# Requirement:
Which lines below contain the word "jacket", with case counting? Filter out all the others and copy each matching line.

Lines excerpted from a collection:
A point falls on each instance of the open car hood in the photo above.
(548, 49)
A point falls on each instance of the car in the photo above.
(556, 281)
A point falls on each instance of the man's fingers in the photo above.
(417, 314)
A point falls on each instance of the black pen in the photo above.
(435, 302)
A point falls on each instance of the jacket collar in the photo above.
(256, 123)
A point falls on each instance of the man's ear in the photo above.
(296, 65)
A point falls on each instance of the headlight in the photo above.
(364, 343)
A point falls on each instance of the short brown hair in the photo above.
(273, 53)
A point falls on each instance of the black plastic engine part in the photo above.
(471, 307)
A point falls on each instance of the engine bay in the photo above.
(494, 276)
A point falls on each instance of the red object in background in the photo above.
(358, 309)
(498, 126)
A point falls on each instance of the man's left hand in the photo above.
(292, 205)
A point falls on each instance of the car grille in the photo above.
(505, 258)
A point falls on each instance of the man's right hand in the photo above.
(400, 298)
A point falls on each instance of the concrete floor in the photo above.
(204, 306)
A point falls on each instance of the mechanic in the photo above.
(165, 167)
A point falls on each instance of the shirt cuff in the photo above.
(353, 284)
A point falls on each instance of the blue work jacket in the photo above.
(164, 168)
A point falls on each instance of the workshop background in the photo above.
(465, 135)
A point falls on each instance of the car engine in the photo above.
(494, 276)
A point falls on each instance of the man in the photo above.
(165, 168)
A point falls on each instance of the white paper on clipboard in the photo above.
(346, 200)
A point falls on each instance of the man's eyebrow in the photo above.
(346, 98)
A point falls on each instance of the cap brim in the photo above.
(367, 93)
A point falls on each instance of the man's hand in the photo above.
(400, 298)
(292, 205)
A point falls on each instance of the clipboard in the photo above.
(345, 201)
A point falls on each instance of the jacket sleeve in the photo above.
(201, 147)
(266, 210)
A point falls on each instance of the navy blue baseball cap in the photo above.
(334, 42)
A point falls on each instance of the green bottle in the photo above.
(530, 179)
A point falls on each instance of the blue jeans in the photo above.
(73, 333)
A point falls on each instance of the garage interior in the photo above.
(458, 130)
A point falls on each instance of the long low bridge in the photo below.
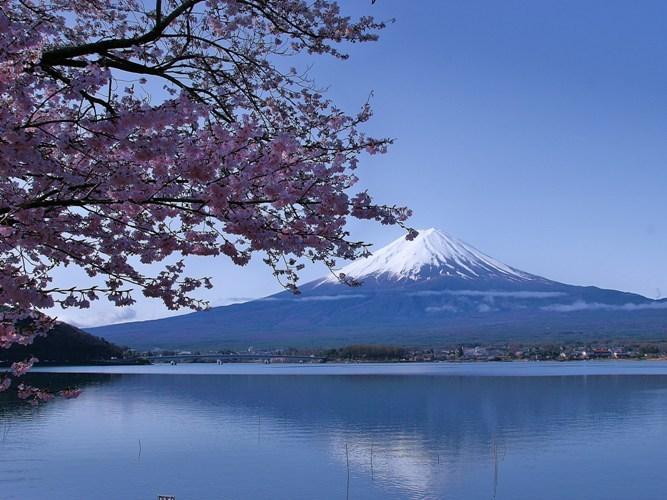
(233, 357)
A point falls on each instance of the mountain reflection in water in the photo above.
(285, 436)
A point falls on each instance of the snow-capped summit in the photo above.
(431, 254)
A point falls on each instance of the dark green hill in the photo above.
(64, 344)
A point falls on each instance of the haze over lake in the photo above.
(488, 430)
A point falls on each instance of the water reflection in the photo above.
(248, 436)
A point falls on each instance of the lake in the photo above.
(589, 430)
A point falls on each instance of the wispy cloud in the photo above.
(332, 297)
(443, 308)
(580, 305)
(119, 315)
(520, 294)
(309, 298)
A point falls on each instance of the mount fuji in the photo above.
(435, 289)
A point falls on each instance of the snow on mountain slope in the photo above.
(431, 254)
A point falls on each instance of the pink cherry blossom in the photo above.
(234, 156)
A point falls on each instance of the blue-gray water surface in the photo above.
(453, 431)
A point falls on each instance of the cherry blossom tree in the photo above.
(134, 133)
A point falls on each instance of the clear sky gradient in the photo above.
(534, 130)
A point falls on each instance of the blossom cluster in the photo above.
(134, 134)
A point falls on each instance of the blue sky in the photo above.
(534, 130)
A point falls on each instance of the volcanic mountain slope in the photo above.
(434, 289)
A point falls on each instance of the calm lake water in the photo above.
(460, 431)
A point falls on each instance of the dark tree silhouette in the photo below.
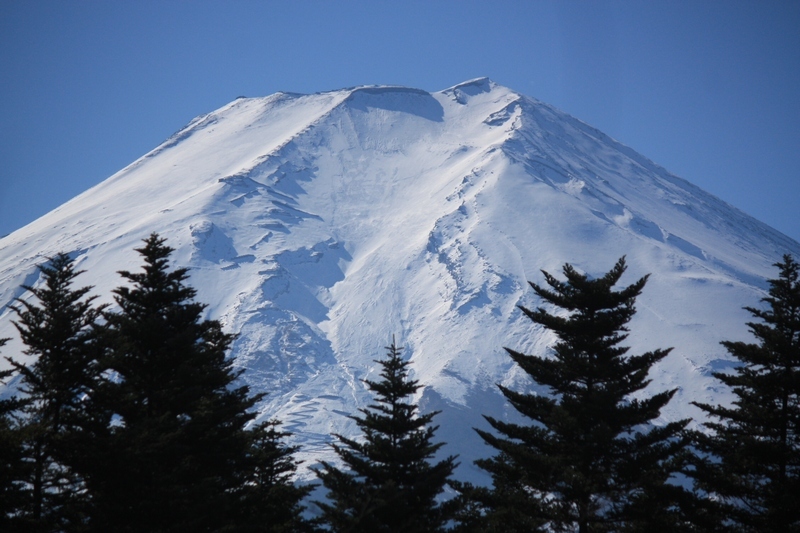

# The completed task:
A point falls on each instance of the jacket collar in the photo above.
A point falls on each instance of the blue work jacket in the photo above.
A point falls on each instance of the jacket sleeve in the photo above.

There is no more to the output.